━━━━━ Provided text ━━━━━

Victim of nationwide meningitis outbreak being treated in Duluth, family member saysOne of the four Minnesota women with fungal meningitis linked to tainted steroid injections is being treated at Essentia Health St. Mary’s Medical Center in Duluth, the woman’s mother said on Saturday.
By: John Lundy, Duluth News Tribune
One of the four Minnesota women with fungal meningitis linked to tainted steroid injections is being treated at Essentia Health St. Mary’s Medical Center in Duluth, the woman’s mother said on Saturday.
Susan Edwards, 46, of Hibbing was taken by ambulance from Hibbing to St. Mary’s on Oct. 5 after the Centers for Disease Control and Prevention confirmed from a urine sample that she had the disease, said her mother, Mary Olson of Cloquet.
Susan Edwards was listed in fair condition on Saturday, Essentia Health spokeswoman Kim Kaiser said. She couldn’t confirm that Edwards was being treated for fungal meningitis. Douglas Schultz, a spokesman for the Minnesota Department of Health, said that four cases have been confirmed in Minnesota and that two of the victims are hospitalized. He could not say where the victims were being treated.

━━━━━

> Your task
Answer these questions from the meningitis article:
1. What town is Susan Edwards from?
2. What condition was she listed in on Saturday?
3. How many of the Minnesota victims are in the hospital?
The lines after this article are separate material with no link to it.

━━━━━ Provided data ━━━━━

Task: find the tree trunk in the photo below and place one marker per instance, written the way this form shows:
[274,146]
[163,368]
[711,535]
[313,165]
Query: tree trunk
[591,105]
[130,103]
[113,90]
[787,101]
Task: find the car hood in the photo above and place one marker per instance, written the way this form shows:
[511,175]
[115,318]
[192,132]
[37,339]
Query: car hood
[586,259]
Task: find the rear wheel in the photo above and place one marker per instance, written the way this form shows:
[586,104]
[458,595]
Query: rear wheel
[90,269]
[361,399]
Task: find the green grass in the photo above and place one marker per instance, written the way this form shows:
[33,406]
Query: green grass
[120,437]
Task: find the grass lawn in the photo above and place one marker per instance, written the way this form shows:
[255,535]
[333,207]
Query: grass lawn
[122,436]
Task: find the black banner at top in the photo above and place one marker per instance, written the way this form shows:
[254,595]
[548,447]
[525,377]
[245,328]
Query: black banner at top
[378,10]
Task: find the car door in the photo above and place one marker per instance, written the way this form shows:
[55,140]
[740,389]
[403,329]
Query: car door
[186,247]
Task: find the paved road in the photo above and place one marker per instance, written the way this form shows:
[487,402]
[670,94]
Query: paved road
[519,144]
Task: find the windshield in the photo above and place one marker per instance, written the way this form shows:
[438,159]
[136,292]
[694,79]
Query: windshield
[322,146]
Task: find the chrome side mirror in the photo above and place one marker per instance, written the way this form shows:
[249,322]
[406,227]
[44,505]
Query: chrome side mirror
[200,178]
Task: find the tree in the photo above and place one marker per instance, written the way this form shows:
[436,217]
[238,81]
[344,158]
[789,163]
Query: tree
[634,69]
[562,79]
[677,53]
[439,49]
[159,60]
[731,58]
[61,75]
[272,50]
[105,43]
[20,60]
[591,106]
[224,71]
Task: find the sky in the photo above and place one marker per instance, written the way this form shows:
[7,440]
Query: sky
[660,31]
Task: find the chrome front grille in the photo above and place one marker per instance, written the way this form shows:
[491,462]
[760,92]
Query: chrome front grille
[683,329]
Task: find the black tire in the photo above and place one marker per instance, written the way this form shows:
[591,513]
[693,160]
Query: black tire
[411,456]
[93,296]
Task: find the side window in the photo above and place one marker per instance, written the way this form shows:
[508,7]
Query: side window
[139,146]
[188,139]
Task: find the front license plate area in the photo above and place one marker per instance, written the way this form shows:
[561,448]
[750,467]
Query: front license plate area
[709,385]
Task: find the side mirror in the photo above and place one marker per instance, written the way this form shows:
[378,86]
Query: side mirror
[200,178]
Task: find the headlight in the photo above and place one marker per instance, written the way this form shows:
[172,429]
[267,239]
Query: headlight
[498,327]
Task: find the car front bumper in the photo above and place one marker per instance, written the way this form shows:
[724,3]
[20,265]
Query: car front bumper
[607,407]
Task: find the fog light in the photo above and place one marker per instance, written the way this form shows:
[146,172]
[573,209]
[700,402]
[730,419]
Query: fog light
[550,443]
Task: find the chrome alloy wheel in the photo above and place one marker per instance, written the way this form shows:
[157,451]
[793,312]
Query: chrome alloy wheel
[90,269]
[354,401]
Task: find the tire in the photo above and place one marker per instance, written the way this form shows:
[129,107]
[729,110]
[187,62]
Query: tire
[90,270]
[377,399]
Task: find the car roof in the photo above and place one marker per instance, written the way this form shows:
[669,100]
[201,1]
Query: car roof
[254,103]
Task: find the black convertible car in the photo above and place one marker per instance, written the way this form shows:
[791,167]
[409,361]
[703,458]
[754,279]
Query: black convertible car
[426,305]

━━━━━

> Task output
1. Hibbing
2. Fair
3. Two